» Passage
★ ★ ★ ★
[R-sig-ME] single argument anova for GLMMs (really, glmer, or dispersion?)

Andrew Robinson A.Robinson at ms.unimelb.edu.au
Sat Dec 13 12:53:47 CET 2008


On Sat, Dec 13, 2008 at 08:08:11PM +1100, John Maindonald wrote:
> I certainly prefer fully specified models.  I will end up pretty much  
> conceding Doug's point, but maybe not quite!
> 
> Equally, I am uneasy with glmer's restriction to models where the  
> error family variance can only be modified by addition on the scale of  
> the linear predictor.

Yes, me too.

> There's an issue of what is a "fully specified model".  Sure one can  
> sample from a negative binomial, but when one gets down to what  
> processes might generate a negative binomial, there are several  
> alternative mechanisms.  Rather than using a negative binomial as a  
> way of modeling overdispersion, I'd prefer to be modeling the process  
> at a more fundamental level -  maybe from applying a gamma mixing  
> distribution to a Poisson rate.  That way, one can think about whether  
> a gamma mixing distribution makes sense, whether something else might  
> be more appropriate.  Direct entry into use of a negative binomial  
> avoids exposure to such doubts.

I think that this is fair enough and well put, John, but I'm going to
push back in the other direction with a hypothetical example.  Let's
say that you have your over-dispersed count data.  What do you lose if
you simply take some convenient and credible transformation of the
response variable and then use lme, paying close attention to your
conditional distribution plots?  

Let me pin that down a little: would you be reluctant to follow that
approach under any conditions?  If so, then under what conditions
would you be reluctant to follow that approach, and why?

(My experience has been that the judicious application of variance
models corrects for most of the variability problems that I have
encountered so far in practical work.)

> I like to think of a quasibinomial with a dispersion equal to three as  
> generated by a sequence of Bernoulli trials in which each event  
> generates 3 repeats of itself.  This does not quite work (or I do not  
> know how it works) if each event has to generate 2.5 repeats.
★ ★ ★ ★
» Dataset excerpt
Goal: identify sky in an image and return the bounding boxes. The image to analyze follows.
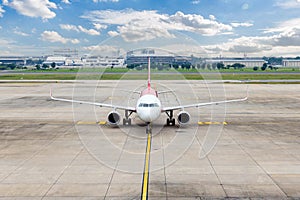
★ ★ ★ ★
Reproduce the whole mailing-list message above on overdispersion and GLMMs, word for word and line for line.

» Final result
[R-sig-ME] single argument anova for GLMMs (really, glmer, or dispersion?)

Andrew Robinson A.Robinson at ms.unimelb.edu.au
Sat Dec 13 12:53:47 CET 2008


On Sat, Dec 13, 2008 at 08:08:11PM +1100, John Maindonald wrote:
> I certainly prefer fully specified models.  I will end up pretty much  
> conceding Doug's point, but maybe not quite!
> 
> Equally, I am uneasy with glmer's restriction to models where the  
> error family variance can only be modified by addition on the scale of  
> the linear predictor.

Yes, me too.

> There's an issue of what is a "fully specified model".  Sure one can  
> sample from a negative binomial, but when one gets down to what  
> processes might generate a negative binomial, there are several  
> alternative mechanisms.  Rather than using a negative binomial as a  
> way of modeling overdispersion, I'd prefer to be modeling the process  
> at a more fundamental level -  maybe from applying a gamma mixing  
> distribution to a Poisson rate.  That way, one can think about whether  
> a gamma mixing distribution makes sense, whether something else might  
> be more appropriate.  Direct entry into use of a negative binomial  
> avoids exposure to such doubts.

I think that this is fair enough and well put, John, but I'm going to
push back in the other direction with a hypothetical example.  Let's
say that you have your over-dispersed count data.  What do you lose if
you simply take some convenient and credible transformation of the
response variable and then use lme, paying close attention to your
conditional distribution plots?  

Let me pin that down a little: would you be reluctant to follow that
approach under any conditions?  If so, then under what conditions
would you be reluctant to follow that approach, and why?

(My experience has been that the judicious application of variance
models corrects for most of the variability problems that I have
encountered so far in practical work.)

> I like to think of a quasibinomial with a dispersion equal to three as  
> generated by a sequence of Bernoulli trials in which each event  
> generates 3 repeats of itself.  This does not quite work (or I do not  
> know how it works) if each event has to generate 2.5 repeats.